## Request a
Per the regime detection post below, why was the UK BCIS tender price index chosen as the example variable? Answer in one to three sentences.

## Passage provided
______

Matt Gregory bio photo

Matt Gregory

Data Scientist

Twitter Github

I’m a sucker for statistical methods and Machine Learning particularly anything with a cool sounding name. When reading about Crouching Tiger Hidden Markov Models in an earlier post I stumbled across a topic called regime detection.

In economics latent Markov models, are so called Regime switching models. Regime Detection comes in handy when you are trying to decide which strategy to deploy. For example there are periods (regimes) when Trend Following strategies, like an autoregressive integrated moving average model (ARIMA) or exponential smoothing state space models (ETS) forecasting work better and there are periods when other strategies might be better. This might be useful if you are forecasting an index or rate that typically follows a trend but occasionally becomes more volatile.

For example some time series may be particularly well behaved except during the unpredictable economic downturns. The idea behind using the Regime Switching Models to identify market states is that market returns might have been drawn from two or more distinct distributions. Fortunately we do not have to fit regimes by hand, there is the depmixS4 package for Hidden Markov Models at CRAN that uses the expectation-maximization (EM) algorithm to fit Hidden Markov Models.

plot(ts_uk_tpi, xlab = "Year", ylab = "UK BCIS TPI")  #  see Rmd for data processing

plot of chunk 2016-07-29-plot_tpi

We use an economic indicator variable from the UK Building Cost Information Service (BCIS), as it provides an excellent demo of the type of variable that tends to have an upward trend until occasional market effects cause uncertainty and volatility. Tender price index (TPI) is used for many practical purposes in the construction industry, including establishing the level of individual tenders, adjustment for time, pricing, cost planning, and forecasting cost trends and general comparisons. Any index that responds to market conditions is suitable for this methodology.

______

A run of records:
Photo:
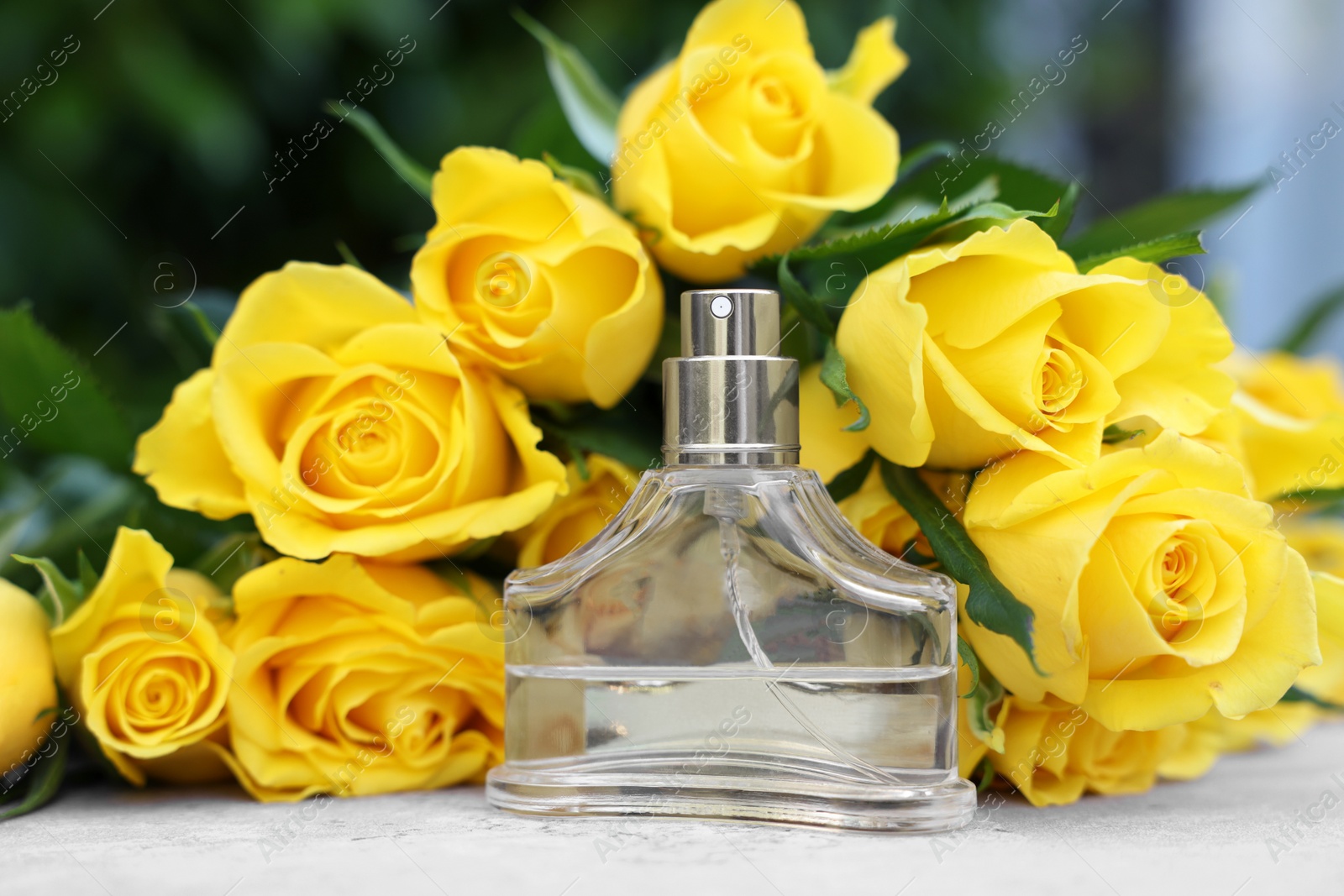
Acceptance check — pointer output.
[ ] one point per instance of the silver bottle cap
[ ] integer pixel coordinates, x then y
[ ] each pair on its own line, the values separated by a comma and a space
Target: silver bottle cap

______

## Request b
Render every line of the entries following the regime detection post as a numbered list, skipping blank lines and leaving the picture out of your answer.

## Written response a
It was chosen because it demonstrates well the kind of variable that tends to trend upward until occasional market effects bring uncertainty and volatility. The post adds that any index responding to market conditions suits this methodology.

## Written response b
1. Photo:
2. Acceptance check — pointer output.
3. [ ] one point per instance of the silver bottle cap
4. [ ] integer pixel coordinates, x then y
5. [ ] each pair on its own line, the values separated by a comma and a space
6. Target: silver bottle cap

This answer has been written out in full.